**Written request**: Retype precisely the section of the data that starts at the line containing "Target: small decorative object on sideboard" and runs to its final line, ends included.
------ Supplied data ------
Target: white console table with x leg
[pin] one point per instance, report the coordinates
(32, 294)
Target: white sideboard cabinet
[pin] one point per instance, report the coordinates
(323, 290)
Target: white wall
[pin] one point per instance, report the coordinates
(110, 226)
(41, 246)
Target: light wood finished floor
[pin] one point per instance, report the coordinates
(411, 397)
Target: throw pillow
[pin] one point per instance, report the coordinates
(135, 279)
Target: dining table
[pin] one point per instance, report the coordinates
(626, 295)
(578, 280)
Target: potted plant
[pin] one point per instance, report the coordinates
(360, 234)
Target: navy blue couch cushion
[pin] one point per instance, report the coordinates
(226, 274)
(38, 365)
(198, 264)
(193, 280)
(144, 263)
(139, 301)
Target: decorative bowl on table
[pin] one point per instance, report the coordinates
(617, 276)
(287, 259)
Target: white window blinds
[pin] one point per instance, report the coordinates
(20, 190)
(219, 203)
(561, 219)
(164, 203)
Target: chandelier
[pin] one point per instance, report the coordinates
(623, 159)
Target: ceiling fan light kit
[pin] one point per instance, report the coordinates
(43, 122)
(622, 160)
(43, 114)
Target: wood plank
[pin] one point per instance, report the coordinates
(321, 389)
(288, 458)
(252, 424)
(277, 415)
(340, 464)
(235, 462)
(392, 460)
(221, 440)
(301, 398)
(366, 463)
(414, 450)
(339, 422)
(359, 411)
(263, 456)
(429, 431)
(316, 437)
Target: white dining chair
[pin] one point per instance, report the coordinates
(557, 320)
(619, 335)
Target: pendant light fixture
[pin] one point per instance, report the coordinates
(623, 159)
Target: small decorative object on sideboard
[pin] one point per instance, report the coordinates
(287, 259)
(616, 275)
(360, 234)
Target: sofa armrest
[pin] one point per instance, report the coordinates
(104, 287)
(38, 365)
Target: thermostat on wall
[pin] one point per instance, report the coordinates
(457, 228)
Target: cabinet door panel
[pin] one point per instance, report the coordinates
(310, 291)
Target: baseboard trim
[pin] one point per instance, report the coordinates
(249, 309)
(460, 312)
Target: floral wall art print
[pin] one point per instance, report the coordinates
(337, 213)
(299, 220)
------
**Answer for the task**:
Target: small decorative object on sideboard
[pin] one point per instance, report the coordinates
(287, 259)
(616, 275)
(360, 234)
Target: sofa armrest
[pin] one point per instance, report the coordinates
(104, 287)
(38, 365)
Target: thermostat on wall
[pin] one point per instance, report the coordinates
(457, 228)
Target: cabinet door panel
[pin] one point per instance, report the coordinates
(310, 291)
Target: baseboard trim
[pin] one point per instance, report the coordinates
(249, 309)
(460, 312)
Target: floral wall art print
[pin] one point per instance, report the coordinates
(337, 213)
(299, 220)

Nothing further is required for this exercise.